━━━ Text excerpt ━━━
As former taoiseach Bertie Ahern continues doing the rounds of peace process anniversary events, one of his Government colleagues who participated in the difficult series of negotiations following the signing of the Belfast Agreement told the Seanad about a couple of their culinary adventures.
Bertie was in the Upper House on Tuesday to deliver an address on the 25th anniversary of the referendums held on both sides of the Border to ratify the agreement. He gave Senators a detailed inside account of what happened behind closed doors during the difficult days and months of negotiations.
Senator Michael McDowell, who was minister for justice at the time, said he had been privileged to see “the incredible work” done by Bertie and his British counterpart, Tony Blair in the aftermath of the talks breakthrough in April 1996.
‘I spent the next month digging meself out of that hole’
“Meeting after meeting: Weston Park, Leeds Castle, Hillsborough Castle, Downing Street – the amount of work that was put in to make the Good Friday Agreement a success was huge” he marvelled.
There were other things too, recalled McDowell.
“We both had to endure Jamie Oliver’s squid in ink for lunch one day in Downing Street and that was a bit of a trial, I think, for both of us.
“The second thing was a very interesting breakfast in Tony Blair’s room in the St Andrews centre in 2007.”
He didn’t know why it was “very interesting”.
Bertie added that people occasionally say to him “all of these meetings seem to be very sweet and honey”, but that was not the case.
Some of them were “lengthy and very divisive”. He explained that it really depended on who you were dealing with at the time.
He will “always remember that famous day” when they were having difficulty with secretary of state Peter Mandelson. Some of Bertie’s officials “were very upset with him” so he encouraged his top civil servant, “a straight-talking Kerryman” called Paddy Teahon, to get on the case.
“I said ‘listen, you need to tell this to Tony Blair so that he understands it. There’s no point in me just saying it because he’s tired listening to me, so you should say it.’
“I set up the call and we were in Malahide and Tony Blair was in No 10. So we were having a meeting discussing what we would do. Paddy Teahon gave it straight down the line to Tony Blair – what he thought of Mandelson. Then Tony Blair rang me an hour later to say, “By the way, Mandelson was listening to that call.
━━━
Could you continue the article about Bertie Ahern's Seanad address from its last sentence?
━━━ Dataset content ━━━
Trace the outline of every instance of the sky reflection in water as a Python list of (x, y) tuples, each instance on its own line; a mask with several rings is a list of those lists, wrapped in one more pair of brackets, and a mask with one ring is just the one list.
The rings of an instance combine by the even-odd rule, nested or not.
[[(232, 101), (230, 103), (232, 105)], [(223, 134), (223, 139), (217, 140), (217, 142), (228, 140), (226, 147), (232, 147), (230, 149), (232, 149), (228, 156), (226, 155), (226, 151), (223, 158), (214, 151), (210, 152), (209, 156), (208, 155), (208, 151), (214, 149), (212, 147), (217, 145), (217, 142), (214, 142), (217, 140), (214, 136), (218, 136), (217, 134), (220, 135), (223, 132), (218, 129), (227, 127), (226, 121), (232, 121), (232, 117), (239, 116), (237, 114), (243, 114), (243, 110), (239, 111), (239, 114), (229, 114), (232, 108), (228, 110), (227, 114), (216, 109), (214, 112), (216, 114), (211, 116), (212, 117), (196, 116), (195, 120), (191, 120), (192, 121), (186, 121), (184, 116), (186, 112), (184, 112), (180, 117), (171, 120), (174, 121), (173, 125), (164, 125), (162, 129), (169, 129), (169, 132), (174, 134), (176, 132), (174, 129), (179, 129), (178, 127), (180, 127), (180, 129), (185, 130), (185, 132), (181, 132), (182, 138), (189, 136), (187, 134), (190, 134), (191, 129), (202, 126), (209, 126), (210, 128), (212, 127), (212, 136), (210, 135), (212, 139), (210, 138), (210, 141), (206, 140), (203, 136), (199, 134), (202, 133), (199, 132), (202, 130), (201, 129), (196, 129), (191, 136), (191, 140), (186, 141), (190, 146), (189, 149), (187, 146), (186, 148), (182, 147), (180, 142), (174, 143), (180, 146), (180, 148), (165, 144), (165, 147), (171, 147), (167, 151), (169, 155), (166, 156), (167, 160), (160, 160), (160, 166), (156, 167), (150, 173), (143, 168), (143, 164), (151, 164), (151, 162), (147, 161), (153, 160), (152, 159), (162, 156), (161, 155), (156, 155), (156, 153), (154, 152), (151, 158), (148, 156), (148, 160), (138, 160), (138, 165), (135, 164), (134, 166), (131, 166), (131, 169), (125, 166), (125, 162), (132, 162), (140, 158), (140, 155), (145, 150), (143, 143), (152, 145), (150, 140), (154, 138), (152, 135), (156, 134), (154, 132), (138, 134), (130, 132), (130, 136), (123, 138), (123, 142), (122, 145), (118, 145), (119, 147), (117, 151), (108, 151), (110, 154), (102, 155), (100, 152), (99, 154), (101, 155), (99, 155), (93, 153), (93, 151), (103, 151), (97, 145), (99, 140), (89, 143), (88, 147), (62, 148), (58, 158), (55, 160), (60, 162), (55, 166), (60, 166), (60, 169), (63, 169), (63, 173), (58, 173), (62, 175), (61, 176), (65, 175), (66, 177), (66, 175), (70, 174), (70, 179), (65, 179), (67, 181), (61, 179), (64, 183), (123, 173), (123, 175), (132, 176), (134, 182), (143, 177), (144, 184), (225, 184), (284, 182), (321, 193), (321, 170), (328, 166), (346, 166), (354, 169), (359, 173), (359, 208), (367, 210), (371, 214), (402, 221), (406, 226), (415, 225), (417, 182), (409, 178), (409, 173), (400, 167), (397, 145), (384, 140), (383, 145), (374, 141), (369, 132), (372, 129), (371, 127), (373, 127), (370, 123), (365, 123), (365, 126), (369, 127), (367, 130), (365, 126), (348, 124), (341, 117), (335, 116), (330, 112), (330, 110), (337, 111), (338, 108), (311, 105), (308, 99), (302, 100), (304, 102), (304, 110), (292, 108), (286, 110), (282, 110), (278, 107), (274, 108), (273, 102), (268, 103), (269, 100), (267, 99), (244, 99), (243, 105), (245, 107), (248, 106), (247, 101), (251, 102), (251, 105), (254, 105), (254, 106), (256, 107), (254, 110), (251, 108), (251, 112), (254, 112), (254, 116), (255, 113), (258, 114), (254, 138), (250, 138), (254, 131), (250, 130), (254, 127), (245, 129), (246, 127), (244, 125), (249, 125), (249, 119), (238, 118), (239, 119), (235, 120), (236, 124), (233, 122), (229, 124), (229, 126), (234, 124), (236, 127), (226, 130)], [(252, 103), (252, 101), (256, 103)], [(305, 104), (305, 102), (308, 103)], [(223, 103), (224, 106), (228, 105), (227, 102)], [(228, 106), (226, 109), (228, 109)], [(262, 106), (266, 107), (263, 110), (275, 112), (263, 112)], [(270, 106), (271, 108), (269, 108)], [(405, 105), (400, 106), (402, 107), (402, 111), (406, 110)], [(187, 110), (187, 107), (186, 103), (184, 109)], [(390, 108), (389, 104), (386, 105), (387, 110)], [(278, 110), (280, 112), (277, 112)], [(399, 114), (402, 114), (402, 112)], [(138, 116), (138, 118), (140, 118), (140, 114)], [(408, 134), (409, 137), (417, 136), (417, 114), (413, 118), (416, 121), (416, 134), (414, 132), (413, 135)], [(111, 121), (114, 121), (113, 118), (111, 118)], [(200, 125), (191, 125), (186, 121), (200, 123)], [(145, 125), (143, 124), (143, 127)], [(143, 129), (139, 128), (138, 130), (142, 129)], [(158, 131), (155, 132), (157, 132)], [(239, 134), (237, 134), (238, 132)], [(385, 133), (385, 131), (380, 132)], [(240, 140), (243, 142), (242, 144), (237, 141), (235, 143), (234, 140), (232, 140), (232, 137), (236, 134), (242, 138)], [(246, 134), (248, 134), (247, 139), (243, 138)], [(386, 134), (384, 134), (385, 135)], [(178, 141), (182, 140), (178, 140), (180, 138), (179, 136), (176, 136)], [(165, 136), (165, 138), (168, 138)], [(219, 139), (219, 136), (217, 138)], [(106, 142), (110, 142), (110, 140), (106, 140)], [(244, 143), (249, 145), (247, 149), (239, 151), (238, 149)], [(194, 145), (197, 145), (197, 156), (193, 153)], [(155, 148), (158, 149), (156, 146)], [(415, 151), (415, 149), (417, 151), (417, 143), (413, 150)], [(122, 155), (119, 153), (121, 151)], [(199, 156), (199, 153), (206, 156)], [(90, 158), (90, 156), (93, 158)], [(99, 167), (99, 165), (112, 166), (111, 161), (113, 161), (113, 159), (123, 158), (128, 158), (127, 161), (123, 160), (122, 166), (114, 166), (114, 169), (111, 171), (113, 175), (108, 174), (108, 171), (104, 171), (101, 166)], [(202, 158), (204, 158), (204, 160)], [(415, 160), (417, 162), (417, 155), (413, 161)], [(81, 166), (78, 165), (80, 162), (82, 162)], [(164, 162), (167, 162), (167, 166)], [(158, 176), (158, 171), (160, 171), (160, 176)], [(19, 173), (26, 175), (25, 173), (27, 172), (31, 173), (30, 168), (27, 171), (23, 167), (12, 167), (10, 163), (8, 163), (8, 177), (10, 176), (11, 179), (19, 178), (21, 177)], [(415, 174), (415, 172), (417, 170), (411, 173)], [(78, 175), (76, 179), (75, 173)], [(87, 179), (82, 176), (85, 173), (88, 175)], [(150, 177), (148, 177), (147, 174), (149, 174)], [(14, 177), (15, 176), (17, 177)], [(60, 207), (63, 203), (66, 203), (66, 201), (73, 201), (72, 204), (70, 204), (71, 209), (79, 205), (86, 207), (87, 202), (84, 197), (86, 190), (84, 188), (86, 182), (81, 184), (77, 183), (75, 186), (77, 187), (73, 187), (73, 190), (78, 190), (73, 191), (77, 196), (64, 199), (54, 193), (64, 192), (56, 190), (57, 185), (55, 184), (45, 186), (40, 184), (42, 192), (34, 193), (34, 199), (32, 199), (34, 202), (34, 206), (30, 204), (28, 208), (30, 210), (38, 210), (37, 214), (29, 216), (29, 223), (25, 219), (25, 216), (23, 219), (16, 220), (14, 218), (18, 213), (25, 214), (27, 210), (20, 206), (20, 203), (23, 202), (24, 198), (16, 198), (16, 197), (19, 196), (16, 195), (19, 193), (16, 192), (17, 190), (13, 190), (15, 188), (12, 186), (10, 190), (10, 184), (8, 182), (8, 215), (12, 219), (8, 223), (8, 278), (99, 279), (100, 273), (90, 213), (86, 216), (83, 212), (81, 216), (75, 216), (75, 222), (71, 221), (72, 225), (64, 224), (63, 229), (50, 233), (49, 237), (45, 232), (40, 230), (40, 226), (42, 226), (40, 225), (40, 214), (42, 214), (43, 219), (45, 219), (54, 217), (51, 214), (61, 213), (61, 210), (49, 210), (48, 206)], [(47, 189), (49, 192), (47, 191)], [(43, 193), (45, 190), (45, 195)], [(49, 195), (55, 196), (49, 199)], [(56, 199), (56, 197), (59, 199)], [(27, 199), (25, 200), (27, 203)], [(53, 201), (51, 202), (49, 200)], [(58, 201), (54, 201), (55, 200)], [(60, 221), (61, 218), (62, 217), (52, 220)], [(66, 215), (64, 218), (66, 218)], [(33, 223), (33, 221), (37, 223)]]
━━━
_Result_:
“I spent the next month digging meself out of that hole.”
The Boy Who Started Celtic
You wait a lifetime for a book about Brother Walfrid Kerins to come along and then a pair of them arrive at the same time.
In 1855, 15-year-old Andrew Kerins left his home in Sligo in search of a better life in Scotland. He joined the Marists, became Brother Walfrid and went on to found Glasgow Celtic FC.
He was also the great grand-uncle of Irish Times writer and author Alison Healy and is the inspiration for her latest children’s book: “The Boy Who Started Celtic”.
It was launched on Friday in Sligo’s Liber bookshop along with Walfrid, A Life of Faith, Community and Football, a weighty tome by Scottish academic and Celtic supporter Dr Michael Connolly. “A beautiful biography” according to former president, Mary McAleese.
I’m excited for them to read about a boy from a humble background who survived the Famine, emigrated with nothing and grew up to change people’s lives
Both Healy and Connolly are speaking tonight at an event in the Michael Davitt Museum in Mayo to mark the founder of the Land League’s connection with the world famous club. Davitt – whose portrait hangs in the Taoiseach’s office – was patron of Glasgow Celtic, bringing a piece of Irish ground with him to Scotland when he laid the first sod on the new Celtic Park in 1882.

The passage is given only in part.